___ GIVEN PASSAGE

One thing** I’m concerned about in my return to work in a week is rushing. Rushing the jman too much. He senses “going out the door kerfuffle” like a bloodhound, and then it’s toddler lockdown. Arms wrapped around the knees, cries of “up. Up”. Endless delaying tactics like “book? More book?” And “milk?”. He also invariably craps his pants and or throws food onto himself or something white in his vicinity.

Rushing is something we are good at avoiding in our maternity leave bubble lifestyle. We have flexible bedtimes, flexible meal times, flexible nap times, flexible feed times. And he gets a lot of what he needs: my time. My dedicated, devoted, one on one time.

This is about to change.

Now luckily, my job is pretty flexible. I mean, there’s nothing quite like being late for work when there’s 200 people sitting in a lecture theatre waiting for you. I’ll admit, that’s special. But my hours at least this semester (and omg there’s a whole other post to come on those hours. Return to work sucks balls), my hours are civilised. Not early starts….my earliest is 10am.


Rushing is something I’ve been thinking about.

One thing I am absolutely committed to is Jman time. I read about this in an interesting book Peaceful Parent happy kids : how to stop yelling and start connecting, and the basic idea is that most kiddie problems come down to connection. Re-establish that parental connection and the problem sorts itself out.

Jman time involves me, soon after we walk in the door, setting a timer for 15-20 min, putting down the phone / ipad / laptop / tv remote and just being down on the floor with jman. Following his lead in play. No putting away the washing up, no hanging washing, no I’ll just chop these things for dinner and make a cup of tea. It is hard to do. It is hard not to multitask in that 20 min. But it’s parental gold.

Where else can things go wrong?

The activity of saying no
Well, I think I need to be better at saying no. At ensuring there is free from schedules time on weekends for us as a family. And as he grows, limiting formal activities. Yes, sport and learning to swim and whatever else are important. But too much ferrying around, too much “we need to leave by 4pm” and it’s not really for my child’s benefit anymore, and I’m kidding myself if I think it is. Yes, boys need to burn off that energy, but it isn’t only formal activities that achieve this.

Some of the time suckers in our life, well, they’re just clutter like that pile of mail on the dining room table. Cluttered time sucks.

the fear of stopping still

I think sometimes mums do too much as a compensating strategy. There’s a few things I want to remind myself about this:

My response to depression was to over schedule my time. If I just kept busy enough, I wouldn’t fall in a screaming heap.

______
___ RECORD EXCERPTS

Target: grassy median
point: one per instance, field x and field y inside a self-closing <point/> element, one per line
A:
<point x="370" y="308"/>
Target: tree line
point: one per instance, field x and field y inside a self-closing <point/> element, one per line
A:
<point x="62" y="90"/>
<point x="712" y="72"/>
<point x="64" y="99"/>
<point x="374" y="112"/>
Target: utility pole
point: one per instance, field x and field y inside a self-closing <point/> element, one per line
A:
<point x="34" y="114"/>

______
___ RECORD EXCERPTS

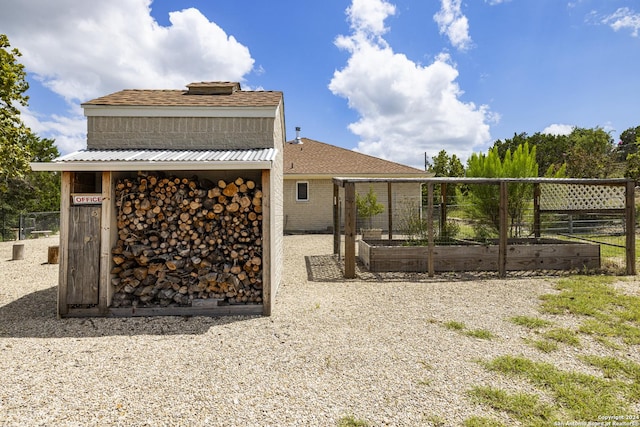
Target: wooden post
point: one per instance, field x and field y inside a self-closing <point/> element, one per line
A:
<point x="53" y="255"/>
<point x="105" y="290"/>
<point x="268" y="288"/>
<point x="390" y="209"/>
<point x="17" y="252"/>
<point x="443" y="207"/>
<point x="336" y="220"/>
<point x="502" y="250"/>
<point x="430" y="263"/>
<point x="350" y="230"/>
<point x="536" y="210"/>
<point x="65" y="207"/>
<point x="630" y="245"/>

______
___ RECORD EXCERPTS

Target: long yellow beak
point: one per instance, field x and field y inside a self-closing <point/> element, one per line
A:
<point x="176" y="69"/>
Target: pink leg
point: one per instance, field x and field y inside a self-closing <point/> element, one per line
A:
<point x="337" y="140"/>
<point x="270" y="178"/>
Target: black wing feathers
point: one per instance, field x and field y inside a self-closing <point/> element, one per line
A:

______

## TO DO
1: In the passage on returning to work, condense the paragraph beginning "Jman time involves me" into a short bulleted list that keeps its main facts.
2: From the passage on returning to work, write out the words between "Rushing is something we" and "earliest is 10am.", inclusive.

## TASK RESULTS
1:
- Soon after arriving home, set a timer for 15–20 minutes.
- Put down the phone, iPad, laptop and TV remote, and get down on the floor with Jman.
- Follow his lead in play.
- Do no chores in that time: no washing up, hanging washing, chopping for dinner or making tea.
- Avoiding multitasking is hard, but the time is "parental gold."

2:
Rushing is something we are good at avoiding in our maternity leave bubble lifestyle. We have flexible bedtimes, flexible meal times, flexible nap times, flexible feed times. And he gets a lot of what he needs: my time. My dedicated, devoted, one on one time.

This is about to change.

Now luckily, my job is pretty flexible. I mean, there’s nothing quite like being late for work when there’s 200 people sitting in a lecture theatre waiting for you. I’ll admit, that’s special. But my hours at least this semester (and omg there’s a whole other post to come on those hours. Return to work sucks balls), my hours are civilised. Not early starts….my earliest is 10am.